Image point grounding data:
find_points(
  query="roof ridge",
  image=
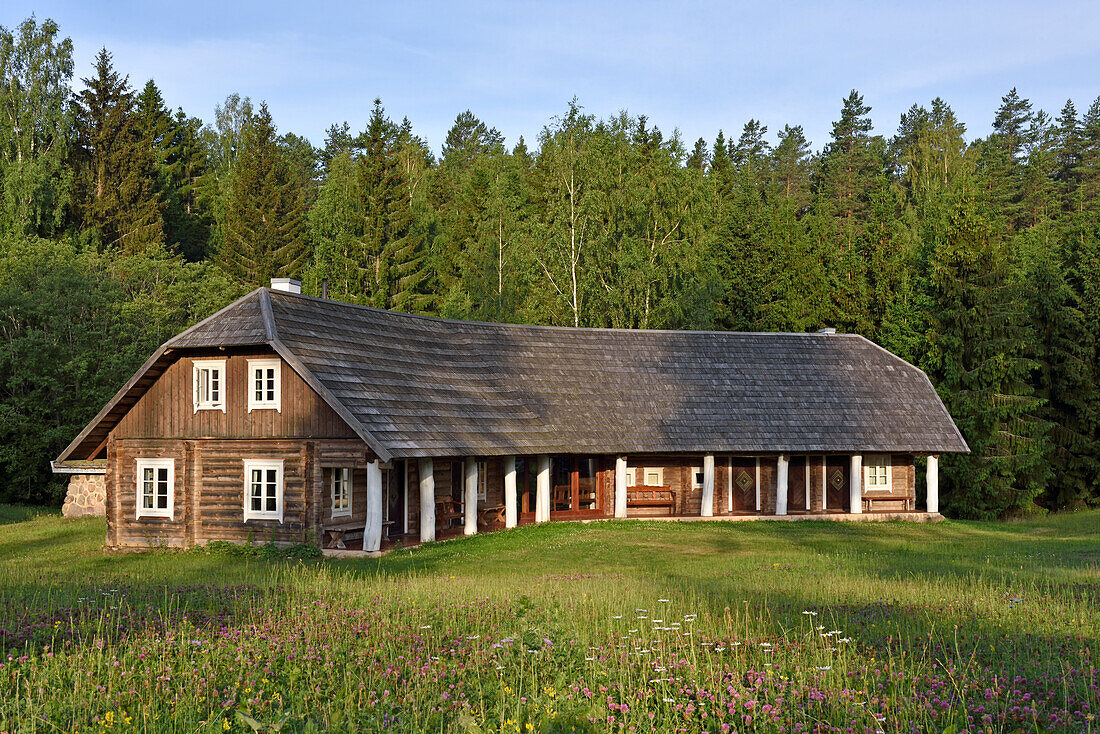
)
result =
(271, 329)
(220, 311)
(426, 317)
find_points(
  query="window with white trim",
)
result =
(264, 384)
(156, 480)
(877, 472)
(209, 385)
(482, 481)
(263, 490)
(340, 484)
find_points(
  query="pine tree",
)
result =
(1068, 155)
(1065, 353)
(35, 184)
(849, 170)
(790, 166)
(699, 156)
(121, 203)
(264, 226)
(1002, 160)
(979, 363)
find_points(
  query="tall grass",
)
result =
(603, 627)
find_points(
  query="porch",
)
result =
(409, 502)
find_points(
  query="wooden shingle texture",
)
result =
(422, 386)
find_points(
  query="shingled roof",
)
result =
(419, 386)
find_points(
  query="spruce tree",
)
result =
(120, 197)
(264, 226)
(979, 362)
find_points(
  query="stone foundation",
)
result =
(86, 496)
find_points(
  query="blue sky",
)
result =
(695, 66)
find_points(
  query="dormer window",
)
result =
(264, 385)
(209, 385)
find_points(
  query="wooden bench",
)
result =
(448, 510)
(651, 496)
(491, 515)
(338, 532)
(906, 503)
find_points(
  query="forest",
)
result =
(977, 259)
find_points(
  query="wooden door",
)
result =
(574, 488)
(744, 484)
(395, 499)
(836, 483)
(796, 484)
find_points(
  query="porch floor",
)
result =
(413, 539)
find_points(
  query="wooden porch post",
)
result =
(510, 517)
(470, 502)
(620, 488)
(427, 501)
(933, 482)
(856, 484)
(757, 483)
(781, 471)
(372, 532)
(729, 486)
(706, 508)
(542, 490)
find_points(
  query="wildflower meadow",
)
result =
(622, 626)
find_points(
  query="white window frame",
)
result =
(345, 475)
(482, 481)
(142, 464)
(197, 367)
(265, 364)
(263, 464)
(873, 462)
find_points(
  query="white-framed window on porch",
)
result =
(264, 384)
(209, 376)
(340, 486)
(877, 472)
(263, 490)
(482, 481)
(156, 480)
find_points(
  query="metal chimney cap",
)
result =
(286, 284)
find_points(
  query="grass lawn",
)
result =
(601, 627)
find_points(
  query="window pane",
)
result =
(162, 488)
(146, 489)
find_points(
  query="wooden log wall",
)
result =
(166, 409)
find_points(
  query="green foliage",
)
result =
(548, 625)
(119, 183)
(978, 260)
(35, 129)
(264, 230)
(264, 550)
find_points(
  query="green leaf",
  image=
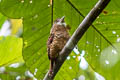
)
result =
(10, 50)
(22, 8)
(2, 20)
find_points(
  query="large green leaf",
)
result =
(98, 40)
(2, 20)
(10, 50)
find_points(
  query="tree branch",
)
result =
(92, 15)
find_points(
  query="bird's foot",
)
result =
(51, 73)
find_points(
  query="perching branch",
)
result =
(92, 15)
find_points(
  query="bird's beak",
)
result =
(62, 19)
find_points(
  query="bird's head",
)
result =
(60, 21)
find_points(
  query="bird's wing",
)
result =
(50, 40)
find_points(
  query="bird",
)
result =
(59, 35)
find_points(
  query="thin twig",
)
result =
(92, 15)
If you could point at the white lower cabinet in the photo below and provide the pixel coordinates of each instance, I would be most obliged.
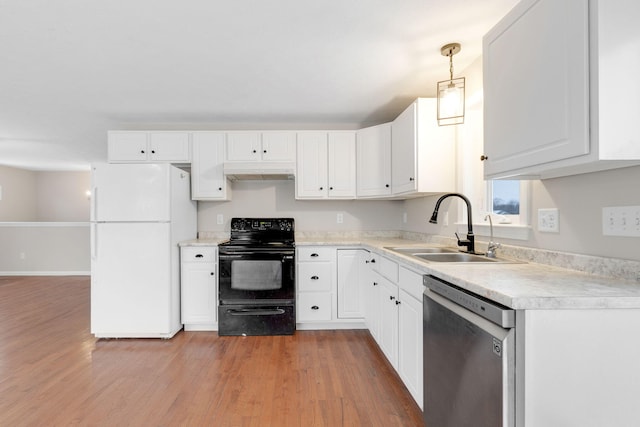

-- The task --
Reply with the count alone: how many lines of the records contain the string "leaf"?

-- Written response --
2